* [CHALLENGE]: Can you transcribe the data exactly? Leave the pictures out.

* * * * * * *

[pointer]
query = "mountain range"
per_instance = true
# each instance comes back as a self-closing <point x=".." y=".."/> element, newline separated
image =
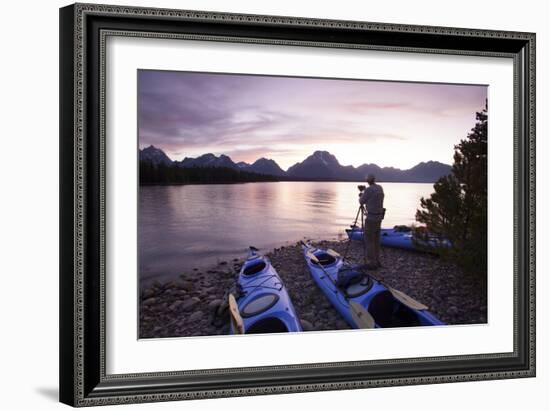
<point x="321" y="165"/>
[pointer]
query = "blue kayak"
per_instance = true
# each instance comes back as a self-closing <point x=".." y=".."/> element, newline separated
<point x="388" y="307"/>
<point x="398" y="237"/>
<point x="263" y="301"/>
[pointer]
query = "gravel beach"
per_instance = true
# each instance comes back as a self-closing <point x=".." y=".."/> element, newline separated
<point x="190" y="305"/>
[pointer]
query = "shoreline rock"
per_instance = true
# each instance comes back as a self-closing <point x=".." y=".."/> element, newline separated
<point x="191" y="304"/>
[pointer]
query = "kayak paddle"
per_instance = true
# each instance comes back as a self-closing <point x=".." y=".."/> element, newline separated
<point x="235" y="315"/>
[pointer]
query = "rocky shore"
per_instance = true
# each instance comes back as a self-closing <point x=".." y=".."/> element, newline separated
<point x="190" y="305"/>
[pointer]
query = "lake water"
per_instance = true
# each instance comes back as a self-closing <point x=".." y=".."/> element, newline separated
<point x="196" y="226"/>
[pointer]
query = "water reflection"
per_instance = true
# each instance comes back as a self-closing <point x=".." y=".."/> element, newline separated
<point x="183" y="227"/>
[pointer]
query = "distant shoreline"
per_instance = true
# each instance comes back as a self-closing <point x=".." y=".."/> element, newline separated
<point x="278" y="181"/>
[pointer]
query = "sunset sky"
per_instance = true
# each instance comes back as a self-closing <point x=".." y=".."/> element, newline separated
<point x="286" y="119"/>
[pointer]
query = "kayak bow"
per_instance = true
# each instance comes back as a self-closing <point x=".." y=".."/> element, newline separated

* * * * * * *

* [WRITTEN ANSWER]:
[pointer]
query = "mountain range"
per_instance = true
# each instance comes back as a self-closing <point x=".." y=".."/> element, newline separated
image =
<point x="321" y="165"/>
[pointer]
query = "blue kayak"
per_instance = true
# each instance comes back as a self-closing <point x=".." y=".."/> element, newline separated
<point x="388" y="307"/>
<point x="398" y="237"/>
<point x="263" y="301"/>
[pointer]
query = "gravel beach"
per_instance = true
# each instance comes back as a self-closing <point x=".." y=".."/> element, newline separated
<point x="190" y="305"/>
[pointer]
query = "shoreline rock"
per_instance = true
# each instance comes back as a self-closing <point x=".." y=".."/> element, newline separated
<point x="191" y="304"/>
[pointer]
query = "kayak paddle"
per_instance = true
# each instance comes back as a self-closing <point x=".." y=".."/> element, newline separated
<point x="235" y="315"/>
[pointer]
query = "rocky shore"
per_instance = true
# each instance comes back as a self-closing <point x=".." y=".."/> element, newline separated
<point x="190" y="305"/>
[pointer]
query = "lake water"
per_instance = true
# each instance comes back as a self-closing <point x=".." y=".."/> element, newline separated
<point x="196" y="226"/>
[pointer]
query = "water reflection"
per_instance = true
# each instance comes back as a self-closing <point x=".." y=".."/> element, newline separated
<point x="183" y="227"/>
[pointer]
query = "distant shoreline"
per_instance = true
# each instance comes back as a self-closing <point x=".." y=".."/> element, newline separated
<point x="278" y="181"/>
[pointer]
query = "sunset sky"
per_instance = true
# each instance comes back as a self-closing <point x=".." y=".."/> element, newline separated
<point x="286" y="119"/>
[pointer]
query = "kayak bow"
per_instance = true
# each instance comes back as a self-closing <point x=".." y=".."/> element, newline separated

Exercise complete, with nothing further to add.